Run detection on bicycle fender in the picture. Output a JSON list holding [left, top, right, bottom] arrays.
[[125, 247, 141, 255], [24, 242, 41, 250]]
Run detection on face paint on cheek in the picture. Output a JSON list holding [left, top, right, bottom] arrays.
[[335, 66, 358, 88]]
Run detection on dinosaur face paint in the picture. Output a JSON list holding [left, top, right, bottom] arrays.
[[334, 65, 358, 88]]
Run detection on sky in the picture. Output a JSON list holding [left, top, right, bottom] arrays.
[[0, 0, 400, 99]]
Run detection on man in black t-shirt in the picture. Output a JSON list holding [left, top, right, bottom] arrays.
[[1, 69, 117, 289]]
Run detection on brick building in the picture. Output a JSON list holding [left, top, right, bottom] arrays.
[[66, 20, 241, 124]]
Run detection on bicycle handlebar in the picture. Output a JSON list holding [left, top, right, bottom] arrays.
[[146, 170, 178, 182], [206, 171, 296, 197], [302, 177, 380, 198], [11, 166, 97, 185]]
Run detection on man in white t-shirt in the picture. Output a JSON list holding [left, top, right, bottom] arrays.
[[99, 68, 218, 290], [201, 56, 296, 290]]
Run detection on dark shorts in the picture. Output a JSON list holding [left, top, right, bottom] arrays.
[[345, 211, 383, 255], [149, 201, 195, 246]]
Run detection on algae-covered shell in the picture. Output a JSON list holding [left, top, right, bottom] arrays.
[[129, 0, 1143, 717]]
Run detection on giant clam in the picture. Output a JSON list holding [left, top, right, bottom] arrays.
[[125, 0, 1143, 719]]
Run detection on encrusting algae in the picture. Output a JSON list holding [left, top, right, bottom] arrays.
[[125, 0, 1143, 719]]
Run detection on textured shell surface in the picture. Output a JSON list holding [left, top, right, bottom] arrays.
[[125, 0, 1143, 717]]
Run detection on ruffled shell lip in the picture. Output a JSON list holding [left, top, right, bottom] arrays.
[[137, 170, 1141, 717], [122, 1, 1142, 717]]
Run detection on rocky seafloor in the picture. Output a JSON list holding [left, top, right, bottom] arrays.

--- Goal ---
Express the data from the line containing "Run detection on sky" through the line containing "166, 97, 185]]", inclusive, as a JSON list of strings with one string per line and blank lines omitted.

--- Answer to this exercise ---
[
  "Run detection on sky in the picture. Output a JSON list holding [left, top, right, bottom] arrays.",
  "[[0, 0, 400, 99]]",
  "Run detection on man in black t-shirt in the picture. Output a JSON list holding [left, top, right, bottom] arrays.",
  "[[1, 69, 117, 289]]",
  "Run detection on brick building in the picture. Output a JSON list holding [left, top, right, bottom] arrays.",
  "[[66, 20, 241, 124]]",
  "Run detection on bicycle handlebar in the picture. Output a JSON list holding [left, top, right, bottom] arrays.",
  "[[146, 170, 178, 182], [206, 171, 296, 197], [302, 177, 380, 198], [11, 166, 97, 185]]"
]